§ **What is required**:
Would you write out every record that follows exactly, with the pictures left out?

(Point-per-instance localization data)
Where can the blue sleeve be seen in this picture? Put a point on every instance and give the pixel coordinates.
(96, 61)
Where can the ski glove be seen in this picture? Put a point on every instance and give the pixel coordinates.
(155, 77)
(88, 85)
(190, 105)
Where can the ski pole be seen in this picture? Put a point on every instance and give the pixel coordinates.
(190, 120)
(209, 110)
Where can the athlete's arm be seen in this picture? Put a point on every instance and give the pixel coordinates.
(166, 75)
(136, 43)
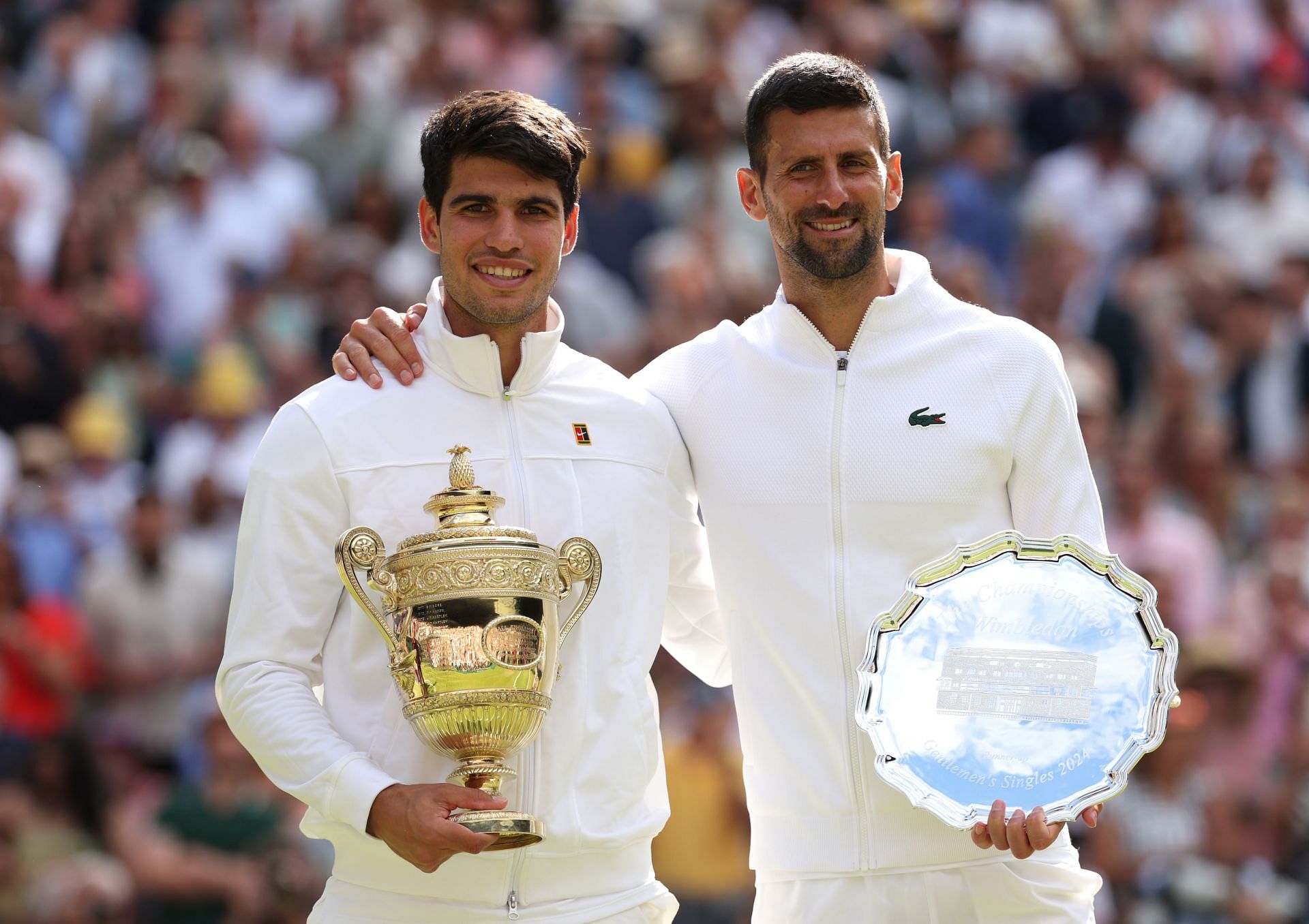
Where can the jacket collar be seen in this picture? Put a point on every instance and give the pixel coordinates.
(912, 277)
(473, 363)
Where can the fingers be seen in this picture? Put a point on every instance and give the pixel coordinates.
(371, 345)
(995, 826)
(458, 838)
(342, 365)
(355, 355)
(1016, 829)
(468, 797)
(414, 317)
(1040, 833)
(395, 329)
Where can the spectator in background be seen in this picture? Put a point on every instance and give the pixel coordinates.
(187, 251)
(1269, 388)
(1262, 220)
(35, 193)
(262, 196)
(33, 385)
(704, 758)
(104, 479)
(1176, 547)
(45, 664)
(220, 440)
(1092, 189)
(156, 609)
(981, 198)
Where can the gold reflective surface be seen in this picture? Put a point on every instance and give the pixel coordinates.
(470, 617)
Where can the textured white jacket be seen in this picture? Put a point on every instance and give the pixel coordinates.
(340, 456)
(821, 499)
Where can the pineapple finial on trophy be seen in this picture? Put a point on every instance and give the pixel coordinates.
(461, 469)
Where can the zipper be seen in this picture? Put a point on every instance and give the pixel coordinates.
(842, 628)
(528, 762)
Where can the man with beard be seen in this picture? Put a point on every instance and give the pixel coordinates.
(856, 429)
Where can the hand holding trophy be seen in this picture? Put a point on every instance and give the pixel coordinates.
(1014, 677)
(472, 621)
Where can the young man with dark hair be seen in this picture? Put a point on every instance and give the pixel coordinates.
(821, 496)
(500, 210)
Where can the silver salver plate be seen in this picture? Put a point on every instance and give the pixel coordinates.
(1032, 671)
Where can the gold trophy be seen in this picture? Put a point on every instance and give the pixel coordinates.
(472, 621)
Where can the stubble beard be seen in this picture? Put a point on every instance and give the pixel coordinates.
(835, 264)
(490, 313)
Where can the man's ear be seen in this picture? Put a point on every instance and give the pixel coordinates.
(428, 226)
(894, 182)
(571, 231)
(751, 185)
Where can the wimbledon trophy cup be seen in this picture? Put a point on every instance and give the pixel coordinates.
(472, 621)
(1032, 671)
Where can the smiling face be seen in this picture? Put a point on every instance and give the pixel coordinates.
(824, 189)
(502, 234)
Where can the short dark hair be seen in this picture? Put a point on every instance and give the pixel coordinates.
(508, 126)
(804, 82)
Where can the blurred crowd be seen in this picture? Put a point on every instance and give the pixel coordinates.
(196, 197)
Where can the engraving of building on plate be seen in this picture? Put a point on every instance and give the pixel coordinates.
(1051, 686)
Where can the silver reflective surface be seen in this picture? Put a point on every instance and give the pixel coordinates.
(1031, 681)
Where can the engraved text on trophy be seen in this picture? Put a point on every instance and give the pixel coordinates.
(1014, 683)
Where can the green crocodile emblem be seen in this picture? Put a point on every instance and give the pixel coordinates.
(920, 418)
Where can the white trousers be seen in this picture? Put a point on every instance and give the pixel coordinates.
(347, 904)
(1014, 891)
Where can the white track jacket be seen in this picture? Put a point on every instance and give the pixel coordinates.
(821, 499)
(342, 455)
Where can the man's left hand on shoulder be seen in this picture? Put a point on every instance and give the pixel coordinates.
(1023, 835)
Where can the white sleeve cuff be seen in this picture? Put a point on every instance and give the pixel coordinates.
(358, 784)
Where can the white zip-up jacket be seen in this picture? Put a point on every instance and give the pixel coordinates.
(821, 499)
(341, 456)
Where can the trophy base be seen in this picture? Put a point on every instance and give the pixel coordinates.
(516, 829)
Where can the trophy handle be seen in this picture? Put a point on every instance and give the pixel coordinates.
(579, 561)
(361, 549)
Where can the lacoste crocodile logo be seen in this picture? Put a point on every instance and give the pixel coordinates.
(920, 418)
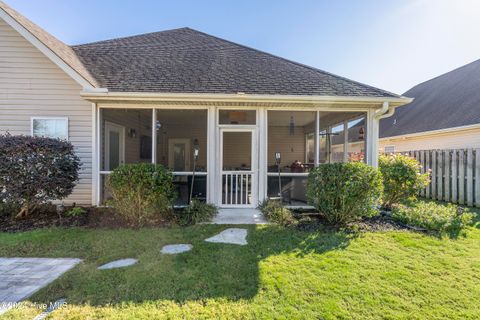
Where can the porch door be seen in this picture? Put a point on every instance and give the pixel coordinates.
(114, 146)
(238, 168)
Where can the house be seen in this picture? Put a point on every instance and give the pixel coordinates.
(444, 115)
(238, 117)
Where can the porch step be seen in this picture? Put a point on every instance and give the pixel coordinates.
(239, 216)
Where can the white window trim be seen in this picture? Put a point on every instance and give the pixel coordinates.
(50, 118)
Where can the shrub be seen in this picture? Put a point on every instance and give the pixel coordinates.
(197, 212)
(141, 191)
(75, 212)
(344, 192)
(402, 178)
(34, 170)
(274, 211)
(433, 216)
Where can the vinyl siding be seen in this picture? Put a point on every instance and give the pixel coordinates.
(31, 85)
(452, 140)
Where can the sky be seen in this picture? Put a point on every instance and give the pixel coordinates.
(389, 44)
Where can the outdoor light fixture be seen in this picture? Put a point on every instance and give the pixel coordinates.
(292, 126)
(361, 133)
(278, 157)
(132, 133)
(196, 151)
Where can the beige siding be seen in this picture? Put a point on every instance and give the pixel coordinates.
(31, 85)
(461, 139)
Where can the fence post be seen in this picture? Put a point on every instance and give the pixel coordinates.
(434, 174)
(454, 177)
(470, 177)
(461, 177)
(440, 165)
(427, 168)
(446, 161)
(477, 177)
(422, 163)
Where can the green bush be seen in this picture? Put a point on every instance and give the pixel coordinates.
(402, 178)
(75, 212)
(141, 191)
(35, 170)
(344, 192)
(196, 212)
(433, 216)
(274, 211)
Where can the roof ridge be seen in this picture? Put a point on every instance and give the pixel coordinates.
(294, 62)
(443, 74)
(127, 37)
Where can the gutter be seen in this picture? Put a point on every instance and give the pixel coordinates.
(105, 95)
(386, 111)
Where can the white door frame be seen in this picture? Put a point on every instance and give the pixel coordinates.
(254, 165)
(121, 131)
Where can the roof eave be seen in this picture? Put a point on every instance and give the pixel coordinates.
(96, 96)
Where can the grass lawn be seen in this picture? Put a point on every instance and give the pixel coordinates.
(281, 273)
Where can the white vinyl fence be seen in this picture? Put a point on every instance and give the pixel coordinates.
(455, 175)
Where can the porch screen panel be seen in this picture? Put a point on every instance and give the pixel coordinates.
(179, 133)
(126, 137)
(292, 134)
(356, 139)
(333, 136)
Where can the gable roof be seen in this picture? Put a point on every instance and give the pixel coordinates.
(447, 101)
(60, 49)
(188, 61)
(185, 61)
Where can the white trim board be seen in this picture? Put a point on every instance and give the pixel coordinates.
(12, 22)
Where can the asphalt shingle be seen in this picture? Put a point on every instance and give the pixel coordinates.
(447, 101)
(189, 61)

§ **Task answer**:
Where can the blue sleeve be seen in this picture? Put a point on every instance and give the pixel coordinates.
(96, 61)
Where can the ski glove be seen in this picture? Put a point on every instance and give the pixel coordinates.
(155, 77)
(88, 85)
(190, 105)
Where can the ski pole be seen in this picture? Put a point on every instance and give the pixel coordinates.
(190, 120)
(209, 110)
Where can the athlete's arm be seen in this picture? Put a point on every instance and give the pixel coordinates.
(166, 75)
(136, 43)
Where can the jacket collar be seen in this picture? Put a point on every instance and give the pixel coordinates.
(912, 277)
(473, 363)
Where can the fingers be seen in this picture? Put a point on every instance and give the pixel coordinates.
(371, 345)
(995, 826)
(458, 838)
(342, 365)
(355, 355)
(1016, 829)
(468, 797)
(414, 317)
(1040, 833)
(395, 329)
Where can the spectator in background be seen in this picture? Put a point on every instance and give the pixel coordinates.
(187, 251)
(1269, 388)
(1262, 220)
(35, 193)
(262, 196)
(33, 385)
(704, 758)
(104, 479)
(1176, 547)
(45, 664)
(220, 440)
(1092, 189)
(156, 609)
(981, 198)
Where can the gold reflective surface be seen in this picture? Put a point on every instance and give the pixel coordinates.
(470, 617)
Where can the textured white jacket be seen in this picture? Put a point on every instance and give the pixel coordinates.
(340, 456)
(821, 499)
Where can the pineapple finial on trophy be seen in this picture? Put a point on every instance and give the pixel coordinates.
(461, 469)
Where can the zipper be seen in this picture? Put a point on every instance and give the pixel coordinates.
(842, 628)
(528, 762)
Where can the man with beard be seen in this picture? Put a point on every instance and give the pixel coordinates.
(856, 429)
Where can the hand holding trophy be seen in this picture? Put a point on every instance and give the pixel coordinates.
(1014, 677)
(472, 621)
Where can the young man with dark hair be seen in this picture? Put a point on every instance and give the pixel coordinates.
(821, 496)
(500, 210)
Where can the silver salver plate be seen in this picture? Put a point on every instance and give the pixel coordinates.
(1032, 671)
Where can the gold trophy be seen in this picture? Put a point on every instance and give the pixel coordinates.
(472, 621)
Where can the stubble beard be seen in this picture? Put a point on every instance and give the pixel coordinates.
(835, 264)
(490, 313)
Where can the man's ear be seen in this picture? Put a point on every instance and give the pixel coordinates.
(428, 226)
(894, 182)
(571, 231)
(751, 185)
Where can the wimbledon trophy cup be seen in this picture? Put a point on every instance and give the pixel coordinates.
(472, 621)
(1032, 671)
Where can the smiling face be seen in this picture? Put a point on every instance and give the pixel coordinates.
(824, 189)
(502, 234)
Where can the short dark hair be seen in this picture? Put a point on every instance and give the pixel coordinates.
(508, 126)
(804, 82)
Where can the blurred crowd be seen in this picture? Put a point on every instance and give the pixel coordinates.
(196, 197)
Where can the engraving of building on plate be seen in this picture? Put a point on every instance and give the pixel coordinates.
(1051, 686)
Where can the silver reflective surface be seen in this picture? Put a point on every instance and give the pixel coordinates.
(1031, 681)
Where can the engraved text on trophy be seen in this picture? Put a point on every instance and give the pixel coordinates.
(1014, 683)
Where can the green crocodile emblem be seen in this picture? Put a point on every instance and give the pixel coordinates.
(920, 418)
Where can the white trousers be seen in this picture? Put a point on every instance and give the pixel coordinates.
(347, 904)
(1014, 891)
Where can the white track jacket be seen in this picture? Put a point on every instance and give the pixel coordinates.
(821, 499)
(342, 455)
Where can the man's left hand on shoulder be seen in this picture? Put a point on every instance and give the pixel coordinates.
(1023, 835)
Where can the white sleeve cuff be seen in this picture? Put a point on every instance and give the pixel coordinates.
(358, 784)
Where can the white zip-up jacket be seen in this picture? Put a point on every instance and give the pixel coordinates.
(821, 499)
(341, 456)
Where can the trophy base be seen in this picture? Put a point on every instance and give the pixel coordinates.
(516, 829)
Where can the trophy handle be seen in this picture? Put a point on every instance and give the pixel coordinates.
(579, 561)
(361, 549)
Where can the lacoste crocodile logo be seen in this picture? Put a point on every instance and give the pixel coordinates.
(920, 418)
Where can the porch door be seen in this picture? Put a point on every instance and give the pixel coordinates.
(114, 146)
(238, 168)
Where can the house be seen in this picture? Put a point on every instance and give the pixel coordinates.
(444, 115)
(238, 117)
Where can the porch step be seen in this picture? Put a point on every instance and give the pixel coordinates.
(239, 216)
Where can the white window trim be seen in this picture? Put a point on every instance and give the pixel coordinates.
(50, 118)
Where can the shrub be seen in this picture? Put a point on every instance and give the pixel coordinates.
(197, 212)
(141, 191)
(75, 212)
(344, 192)
(402, 178)
(34, 170)
(274, 211)
(433, 216)
Where can the vinyl siding be seen in this picture? Put a point on every instance and give the pixel coordinates.
(31, 85)
(452, 140)
Where can the sky be seen in this picture? Put a point on every instance and give the pixel coordinates.
(389, 44)
Where can the outdoor light fixture be seen in this picture? Put a point on every instance and give the pixel coordinates.
(292, 126)
(361, 133)
(278, 157)
(132, 133)
(196, 151)
Where can the beige siding be seen in this picture? Put a point on every instance and give the pixel coordinates.
(31, 85)
(461, 139)
Where can the fence post be seen in this picture? Put a point on every instance and give the pixel coordinates.
(434, 174)
(454, 177)
(470, 177)
(461, 177)
(440, 165)
(427, 168)
(446, 161)
(477, 177)
(422, 163)
Where can the green bush be seen in this picture? Put a point on every instance and give the pixel coordinates.
(402, 178)
(75, 212)
(141, 191)
(35, 170)
(344, 192)
(196, 212)
(433, 216)
(274, 211)
Where can the roof ridge be seen in this picture? Put a point on every instance and give the pixel coordinates.
(294, 62)
(443, 74)
(127, 37)
Where can the gutter be seen in this picture? Put a point on every instance and give the pixel coordinates.
(105, 95)
(386, 111)
Where can the white door frame be seen in this picture? Put a point on every instance and give the pixel coordinates.
(254, 165)
(121, 131)
Where can the roof eave be seen in this picture? Put a point on every instance and give the pixel coordinates.
(96, 96)
Where can the grass lawn be seen in this picture? Put a point on every instance and give the pixel coordinates.
(281, 273)
Where can the white vinyl fence be seen in this picture? Put a point on every instance and give the pixel coordinates.
(455, 175)
Where can the porch screen panel be seen in this picture? Put a point on every instance and give the pixel coordinates.
(179, 133)
(126, 137)
(292, 134)
(356, 139)
(333, 136)
Where can the gable roof be seen in this picture? Put a point on every instance and give the pixel coordinates.
(447, 101)
(60, 49)
(188, 61)
(185, 61)
Where can the white trim board be seen in this picture? Put a point on every instance and give the pixel coordinates.
(12, 22)
Where can the asphalt shingle be seen in this picture? Put a point on every instance and give the pixel coordinates.
(447, 101)
(189, 61)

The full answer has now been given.